== Document section ==
- - - - -

In this study we used annotation and Algorithm Generation using Google Cloud AutoML Vision from the Google Cloud Platform (GCP) (Google, Inc.). Four labels were defined as Groups N, I, C and D in the training dataset (single label classification). Three models were produced that differentiated Group I and N, Group N, C and D, or Group C and D. This process was done entirely by a single physician (HM).

Artificial neural network programming, training and external validation

The Google Cloud AutoML Vision platform was used to automatically and randomly select training set images (80%), validation set images (10%), and test set images (10%) from the dataset for algorithm training processes. Since the images are independent, an external validation can be performed. A total of 16 nodes (2 hours) were used to train the algorithm. AutoML Vision provides metrics: positive predictive values and sensitivity to stated thresholds, and area under the curve (AUC). For each model, we also generated a confusion matrix that cross-references the true labels against the labels predicted by the deep learning mode [8]. Using the extracted binary diagnostic accuracy data, we created a contingency table (confusion matrix) showing the calculated values for specificity at a threshold of 0.5. The confusion matrix showed results for true positive, false positive, true negative, and false negative. The probability of a given label for each image is presented as a score between 0 and 1.

- - - - -

== Data records ==
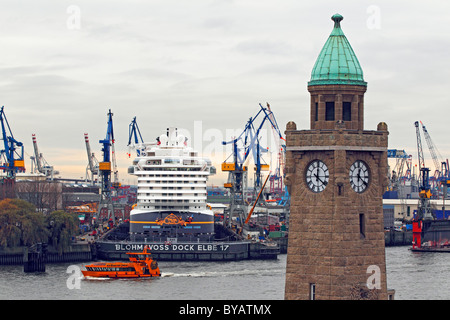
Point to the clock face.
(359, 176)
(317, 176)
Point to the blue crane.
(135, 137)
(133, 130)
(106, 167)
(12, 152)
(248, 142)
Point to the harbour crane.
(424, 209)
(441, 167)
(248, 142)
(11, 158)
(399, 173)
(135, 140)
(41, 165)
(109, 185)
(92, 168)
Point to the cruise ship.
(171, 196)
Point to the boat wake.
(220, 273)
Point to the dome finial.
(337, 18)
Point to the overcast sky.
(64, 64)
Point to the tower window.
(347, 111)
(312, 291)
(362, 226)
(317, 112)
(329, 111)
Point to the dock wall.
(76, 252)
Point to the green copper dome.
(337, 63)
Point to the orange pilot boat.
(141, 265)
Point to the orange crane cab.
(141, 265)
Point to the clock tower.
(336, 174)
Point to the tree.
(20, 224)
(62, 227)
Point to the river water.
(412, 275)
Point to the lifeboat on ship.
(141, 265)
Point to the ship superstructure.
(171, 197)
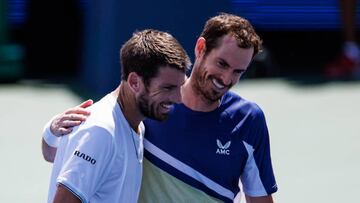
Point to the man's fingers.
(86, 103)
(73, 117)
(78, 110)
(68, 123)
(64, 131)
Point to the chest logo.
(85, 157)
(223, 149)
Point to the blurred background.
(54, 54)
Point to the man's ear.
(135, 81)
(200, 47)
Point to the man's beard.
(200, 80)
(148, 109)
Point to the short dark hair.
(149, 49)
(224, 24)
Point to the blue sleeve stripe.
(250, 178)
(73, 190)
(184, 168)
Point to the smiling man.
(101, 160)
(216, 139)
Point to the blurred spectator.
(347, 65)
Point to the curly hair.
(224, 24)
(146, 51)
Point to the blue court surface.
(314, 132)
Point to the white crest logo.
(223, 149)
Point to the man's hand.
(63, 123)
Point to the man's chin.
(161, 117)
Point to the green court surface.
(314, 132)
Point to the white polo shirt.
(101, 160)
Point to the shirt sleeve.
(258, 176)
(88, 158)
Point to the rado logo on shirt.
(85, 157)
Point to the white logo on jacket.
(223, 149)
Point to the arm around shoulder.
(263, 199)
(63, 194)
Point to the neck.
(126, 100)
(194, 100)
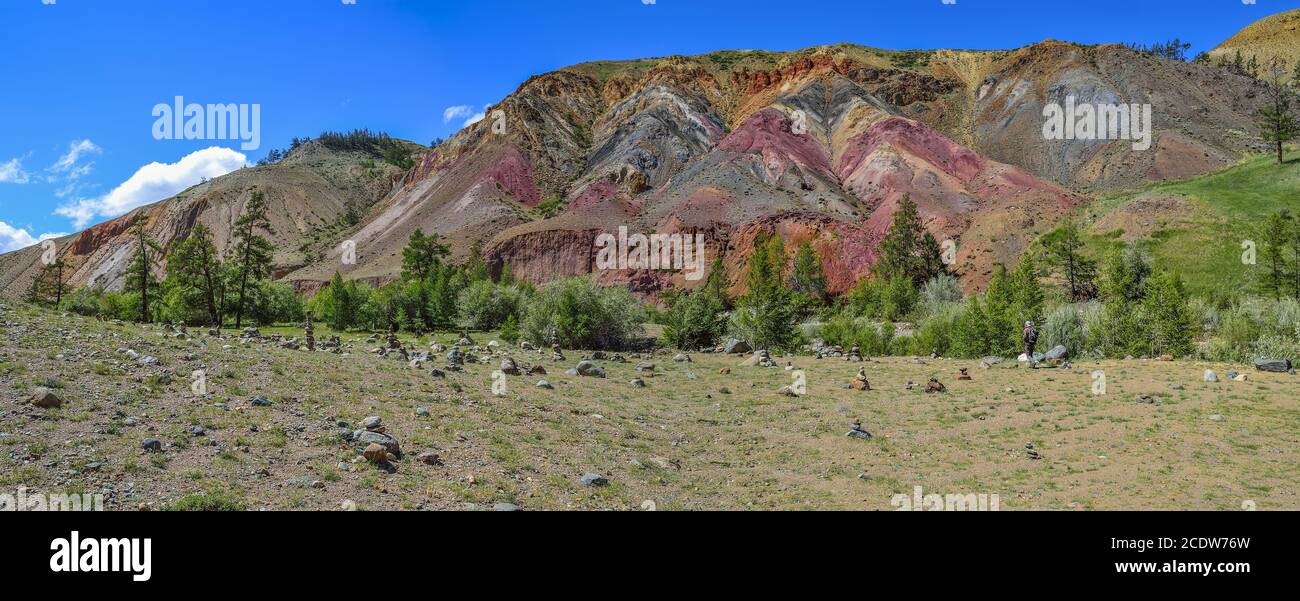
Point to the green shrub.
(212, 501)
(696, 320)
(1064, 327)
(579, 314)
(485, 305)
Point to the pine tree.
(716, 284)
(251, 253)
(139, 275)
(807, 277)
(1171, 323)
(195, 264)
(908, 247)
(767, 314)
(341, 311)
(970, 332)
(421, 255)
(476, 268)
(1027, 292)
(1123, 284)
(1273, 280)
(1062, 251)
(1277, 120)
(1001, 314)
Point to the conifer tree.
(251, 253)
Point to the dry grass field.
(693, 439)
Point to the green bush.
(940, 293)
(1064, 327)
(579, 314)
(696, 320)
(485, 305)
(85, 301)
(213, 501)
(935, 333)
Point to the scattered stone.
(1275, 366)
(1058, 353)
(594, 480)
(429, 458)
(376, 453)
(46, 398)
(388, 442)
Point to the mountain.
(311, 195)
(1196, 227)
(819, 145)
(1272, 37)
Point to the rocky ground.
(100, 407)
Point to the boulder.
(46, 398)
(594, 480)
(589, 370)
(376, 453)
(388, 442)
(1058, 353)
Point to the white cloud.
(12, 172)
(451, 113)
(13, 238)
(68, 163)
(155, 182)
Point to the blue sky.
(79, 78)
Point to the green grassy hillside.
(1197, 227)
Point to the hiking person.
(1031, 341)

- - - - -

== List of tasks ==
1. Answer these questions from the methods excerpt, one line each:
(a) How many labels were defined in the training dataset?
(b) What share of the images was selected for the validation set?
(c) At what threshold were the specificity values calculated?
2. From the methods excerpt, copy the passage from "In this study" up to and including "single physician (HM).", substituting "radiologist" for "physician".

== Solutions ==
1.
(a) Four: Groups N, I, C and D.
(b) 10%.
(c) 0.5.

2.
In this study we used annotation and Algorithm Generation using Google Cloud AutoML Vision from the Google Cloud Platform (GCP) (Google, Inc.). Four labels were defined as Groups N, I, C and D in the training dataset (single label classification). Three models were produced that differentiated Group I and N, Group N, C and D, or Group C and D. This process was done entirely by a single radiologist (HM).